:: TEXT PASSAGE ::
────────────────────────────────────────
But that isn't my story.

My story is of my own quest. I was asked to get a hold of this movie for Sunday school on this New Year's Eve. Other classes were canceled, anticipating that this indeed would be "low Sunday" and not many would be around. We'd combine classes so that we wouldn't just be scattered to the four winds lamenting our brothers and sisters who were so wise as to roll over in bed or settle in with the newspaper this morning.

I began my quest by confirming that NetFlix did have the movie. I put it in my queue to be requested at the top of my list the day after Christmas, in good time to have the movie without much stress. I'd continue my movie marathon and all would be well. It was well. Classes were canceled, the event was published. We even figured out how to use a popcorn machine. But all was not well.

Some days before Christmas I looked at my queue. Something had changed. Now instead of all the movies being available now (save for Its A Wonderful Life and Miracle on 34th Street, predictably enough had a "short wait) now one movie had "a very long wait." You guessed it that one movie was The Fourth Wiseman, a movie unknown to myself two weeks ago but apparently known by every other pastor who was interested in showing films. Alas, I could not depend on the oh so dependable NetFlix.
────────────────────────────────────────
:: DATA EXCERPT ::
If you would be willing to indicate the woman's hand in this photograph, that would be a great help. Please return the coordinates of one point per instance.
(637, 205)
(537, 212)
────────────────────────────────────────
:: DESCRIPTION OF THE TASK ::
Quote word for word the stretch of the passage about finding the Sunday school movie from "But that isn't" through "was not well.".

:: COMPLETED EXERCISE ::
But that isn't my story.

My story is of my own quest. I was asked to get a hold of this movie for Sunday school on this New Year's Eve. Other classes were canceled, anticipating that this indeed would be "low Sunday" and not many would be around. We'd combine classes so that we wouldn't just be scattered to the four winds lamenting our brothers and sisters who were so wise as to roll over in bed or settle in with the newspaper this morning.

I began my quest by confirming that NetFlix did have the movie. I put it in my queue to be requested at the top of my list the day after Christmas, in good time to have the movie without much stress. I'd continue my movie marathon and all would be well. It was well. Classes were canceled, the event was published. We even figured out how to use a popcorn machine. But all was not well.